### EXTRACTED INFORMATION
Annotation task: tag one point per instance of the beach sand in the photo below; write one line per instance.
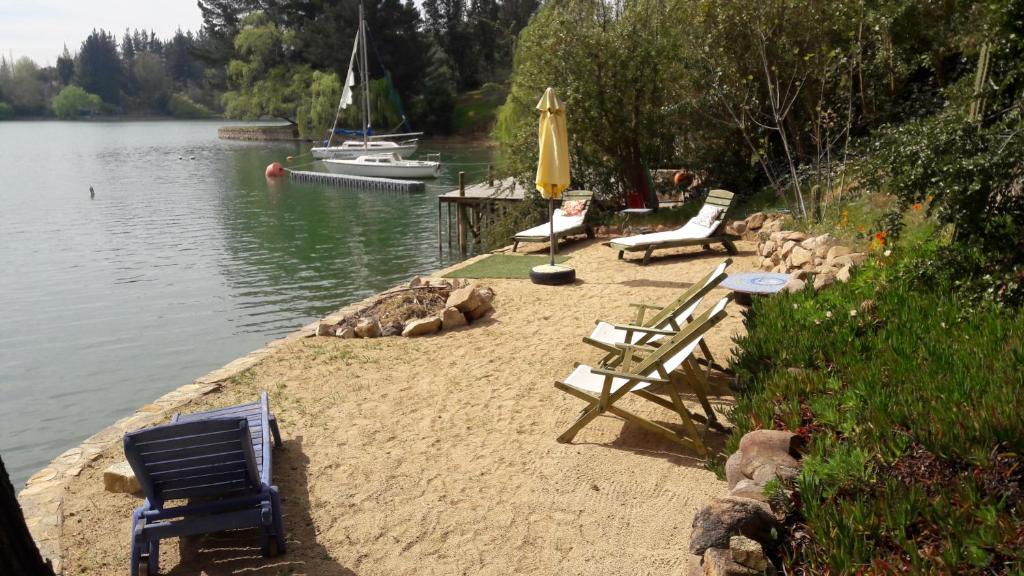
(437, 455)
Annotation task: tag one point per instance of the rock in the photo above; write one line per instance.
(452, 318)
(715, 524)
(823, 280)
(120, 478)
(748, 552)
(422, 326)
(843, 275)
(733, 474)
(795, 285)
(368, 328)
(748, 488)
(837, 251)
(718, 562)
(756, 220)
(466, 299)
(800, 256)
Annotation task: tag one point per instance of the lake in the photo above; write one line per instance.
(186, 258)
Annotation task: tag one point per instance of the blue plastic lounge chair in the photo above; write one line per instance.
(220, 462)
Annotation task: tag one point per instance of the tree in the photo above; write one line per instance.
(99, 69)
(74, 101)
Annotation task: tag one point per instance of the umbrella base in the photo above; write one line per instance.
(552, 275)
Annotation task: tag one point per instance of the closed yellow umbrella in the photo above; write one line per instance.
(552, 177)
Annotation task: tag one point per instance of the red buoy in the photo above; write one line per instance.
(274, 170)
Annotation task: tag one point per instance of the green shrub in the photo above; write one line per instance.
(74, 101)
(911, 403)
(180, 106)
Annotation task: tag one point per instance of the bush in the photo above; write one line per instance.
(911, 403)
(74, 101)
(180, 106)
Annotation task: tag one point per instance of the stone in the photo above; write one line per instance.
(718, 562)
(368, 328)
(452, 318)
(756, 220)
(748, 488)
(748, 552)
(466, 299)
(422, 326)
(716, 523)
(823, 280)
(733, 471)
(795, 285)
(120, 479)
(837, 251)
(843, 275)
(800, 256)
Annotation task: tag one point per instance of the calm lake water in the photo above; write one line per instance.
(176, 266)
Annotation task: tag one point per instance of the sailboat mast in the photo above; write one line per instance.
(367, 119)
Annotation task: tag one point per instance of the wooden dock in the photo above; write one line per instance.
(474, 206)
(363, 182)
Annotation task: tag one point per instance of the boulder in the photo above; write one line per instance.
(120, 478)
(452, 318)
(843, 275)
(748, 552)
(422, 326)
(823, 280)
(466, 299)
(756, 220)
(800, 256)
(718, 562)
(715, 524)
(368, 328)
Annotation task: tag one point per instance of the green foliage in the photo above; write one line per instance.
(912, 406)
(74, 101)
(180, 106)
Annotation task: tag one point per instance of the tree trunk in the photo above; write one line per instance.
(18, 553)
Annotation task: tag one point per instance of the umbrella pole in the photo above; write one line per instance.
(551, 220)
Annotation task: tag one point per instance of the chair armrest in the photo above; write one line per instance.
(629, 376)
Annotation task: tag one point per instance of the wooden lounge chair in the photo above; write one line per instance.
(221, 457)
(602, 387)
(668, 319)
(564, 225)
(691, 234)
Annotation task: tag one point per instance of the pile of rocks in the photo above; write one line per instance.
(425, 306)
(802, 256)
(731, 534)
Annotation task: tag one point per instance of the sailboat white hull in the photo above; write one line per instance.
(384, 166)
(352, 149)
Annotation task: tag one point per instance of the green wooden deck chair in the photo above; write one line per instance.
(564, 225)
(671, 317)
(704, 230)
(602, 387)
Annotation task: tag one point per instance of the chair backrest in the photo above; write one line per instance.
(683, 305)
(212, 457)
(672, 352)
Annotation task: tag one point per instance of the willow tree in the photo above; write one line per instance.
(616, 68)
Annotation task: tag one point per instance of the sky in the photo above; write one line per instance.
(39, 29)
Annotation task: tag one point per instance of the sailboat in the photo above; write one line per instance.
(369, 144)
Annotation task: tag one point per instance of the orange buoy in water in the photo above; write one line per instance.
(274, 170)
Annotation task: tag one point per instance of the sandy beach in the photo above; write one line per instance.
(437, 455)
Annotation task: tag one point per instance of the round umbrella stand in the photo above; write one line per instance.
(552, 275)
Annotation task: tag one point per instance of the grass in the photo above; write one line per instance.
(503, 265)
(476, 111)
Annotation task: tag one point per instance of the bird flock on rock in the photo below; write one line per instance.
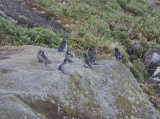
(88, 58)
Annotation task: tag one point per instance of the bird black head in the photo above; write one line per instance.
(68, 51)
(84, 55)
(116, 49)
(92, 48)
(65, 60)
(41, 51)
(64, 39)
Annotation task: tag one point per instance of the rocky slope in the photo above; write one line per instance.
(30, 89)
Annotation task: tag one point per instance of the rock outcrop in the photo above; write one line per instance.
(151, 59)
(31, 90)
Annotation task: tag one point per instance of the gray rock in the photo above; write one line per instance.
(107, 91)
(155, 78)
(151, 59)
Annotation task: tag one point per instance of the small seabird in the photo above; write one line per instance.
(85, 60)
(63, 45)
(92, 54)
(117, 54)
(69, 56)
(42, 58)
(63, 66)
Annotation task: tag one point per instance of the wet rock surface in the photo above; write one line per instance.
(106, 91)
(30, 14)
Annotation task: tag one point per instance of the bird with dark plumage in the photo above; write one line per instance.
(63, 66)
(69, 56)
(117, 54)
(92, 54)
(63, 45)
(42, 58)
(85, 60)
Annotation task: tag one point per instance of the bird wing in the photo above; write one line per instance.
(45, 59)
(62, 46)
(86, 62)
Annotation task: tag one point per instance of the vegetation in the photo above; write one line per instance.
(103, 23)
(110, 24)
(17, 35)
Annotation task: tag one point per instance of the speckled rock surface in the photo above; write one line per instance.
(151, 59)
(31, 90)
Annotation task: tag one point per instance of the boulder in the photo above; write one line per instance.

### PROBLEM TO WORK ON
Output the full set of records above without changing a word, and drop the images.

### COMPLETE RESPONSE
Annotation task: tag one point per instance of the beach sand in the photo below; write one line per instance.
(437, 455)
Annotation task: tag one point per instance of the rock in the photo above; write one line per instance.
(452, 318)
(715, 524)
(823, 280)
(120, 478)
(748, 552)
(422, 326)
(843, 275)
(733, 474)
(795, 285)
(368, 328)
(748, 488)
(837, 251)
(718, 562)
(756, 220)
(466, 299)
(800, 256)
Annotation task: tag one point per instance of the lake in the photo above; write one line per instance.
(186, 258)
Annotation task: tag one point per instance of the blue plastic lounge chair in the photo above; write one line per instance.
(220, 462)
Annotation task: tag one point per instance of the tree in the photo above; write one line per instance.
(99, 69)
(74, 101)
Annotation task: tag one point per instance of the umbrella base in the photo above; write one line per instance.
(552, 275)
Annotation task: tag one point per instance of the closed yellow umbrella in the photo above; write one line per instance.
(552, 177)
Annotation task: tag one point per instance of the red buoy in the photo above; write one line per instance.
(274, 170)
Annotation task: tag one point per instance of the green shrub in the photo above; write one line per instance.
(74, 101)
(911, 403)
(180, 106)
Annotation task: tag one point per instance of the bush in the photo above; write one line per instance.
(911, 403)
(74, 101)
(180, 106)
Annotation task: tag one point per instance of the stone in the photo above; write one line per instance.
(718, 562)
(368, 328)
(452, 318)
(756, 220)
(748, 488)
(748, 552)
(466, 299)
(422, 326)
(716, 523)
(823, 280)
(733, 471)
(795, 285)
(120, 479)
(837, 251)
(843, 275)
(800, 256)
Annotation task: tag one point per instance of the calm lake water in the photo above; write one line per instance.
(176, 266)
Annotation task: tag one point per instance of the sailboat mast in the photo above; write one line per instance.
(367, 119)
Annotation task: tag one point per instance of the wooden dock in the photo above; write one line per instance.
(474, 206)
(363, 182)
Annotation task: tag one point per instance of the boulder in the photo above; write one line per instance.
(120, 478)
(452, 318)
(843, 275)
(748, 552)
(422, 326)
(823, 280)
(466, 299)
(756, 220)
(800, 256)
(718, 562)
(715, 524)
(368, 328)
Annotation task: tag one point per instance of the green foliage in the photo above; write one line per instance.
(912, 406)
(74, 101)
(180, 106)
Annotation task: tag one point per instance of the tree trunk in the photo above; write one line per instance.
(18, 553)
Annotation task: tag one point per instance of the umbrella pole in the photo above; write one line per instance.
(551, 220)
Annotation task: tag one point per instance of the chair armrest in the photo above; write one line per instance.
(629, 376)
Annotation task: tag one point per instance of the wooden lounge chair in the photo above; write one line per instance.
(221, 457)
(602, 387)
(668, 319)
(564, 225)
(691, 234)
Annotation task: tag one point per instance of the pile of rocks in the photo above; write one line per instance.
(425, 306)
(802, 256)
(731, 534)
Annotation task: tag one point per instance of the sailboat white hull in the photo above; write one line per instance.
(384, 166)
(352, 149)
Annotation task: tag one point per instance of the green wooden deck chair in the photo above; write one line per instance.
(564, 225)
(671, 317)
(704, 230)
(602, 387)
Annotation task: tag one point per instance of the chair backrest in the photo above; write one line per instance.
(683, 305)
(212, 457)
(672, 352)
Annotation task: tag one point per instance of the willow tree in the photo above; write one line per instance.
(616, 68)
Annotation task: tag one point per instance of the sky in the photo above; write one line per instance.
(39, 29)
Annotation task: tag one point per instance of the sailboat in the photo above; write one line per instance.
(369, 144)
Annotation task: tag one point per instance of the orange buoy in water in the photo above; write one line per instance.
(274, 170)
Annotation task: tag one point per instance of the sandy beach in the photo above; write one line per instance.
(437, 455)
Annotation task: tag one point per instance of the round umbrella stand in the photo above; write one line per instance.
(552, 275)
Annotation task: tag one point per instance of the grass in the photo above; write one line per instance.
(503, 265)
(476, 111)
Annotation task: tag one point per instance of the bird flock on rock in the photo below; write one line per instance.
(88, 58)
Annotation task: tag one point per instance of the bird black head in the photo above; write one line per instance.
(68, 51)
(84, 55)
(116, 49)
(92, 48)
(65, 60)
(41, 51)
(64, 39)
Annotation task: tag one point per instance of the rocky slope in the photo above; write one line per instance.
(30, 89)
Annotation task: tag one point per instance of the rock outcrop in the photo above; write one line per instance.
(151, 59)
(31, 90)
Annotation task: tag one point per instance of the gray rock in the photo above; write one line per instance.
(107, 91)
(155, 78)
(151, 59)
Annotation task: tag one point per instance of the small seabird in the photo above; write one line per instance.
(85, 60)
(63, 45)
(92, 54)
(117, 54)
(69, 56)
(42, 58)
(63, 66)
Annotation task: tag one point per instance of the wet rock surface in the photo above; write one line per instance.
(106, 91)
(30, 14)
Annotation task: tag one point per instance of the bird with dark plumage in the photo above; write one line per instance.
(63, 66)
(69, 56)
(117, 54)
(92, 54)
(63, 45)
(42, 58)
(85, 60)
Annotation task: tag one point per instance of the bird wing in the photo above; write one line per instance.
(45, 59)
(62, 46)
(86, 62)
Annotation task: tag one point per instance of the vegetation in the photo above; write one line per instance.
(103, 23)
(110, 24)
(17, 35)
Annotation task: tag one point per instance of the speckled rock surface in the photo above; write one line per instance.
(151, 59)
(31, 90)
Annotation task: tag one point per instance of the boulder in the photo above; write one line per instance.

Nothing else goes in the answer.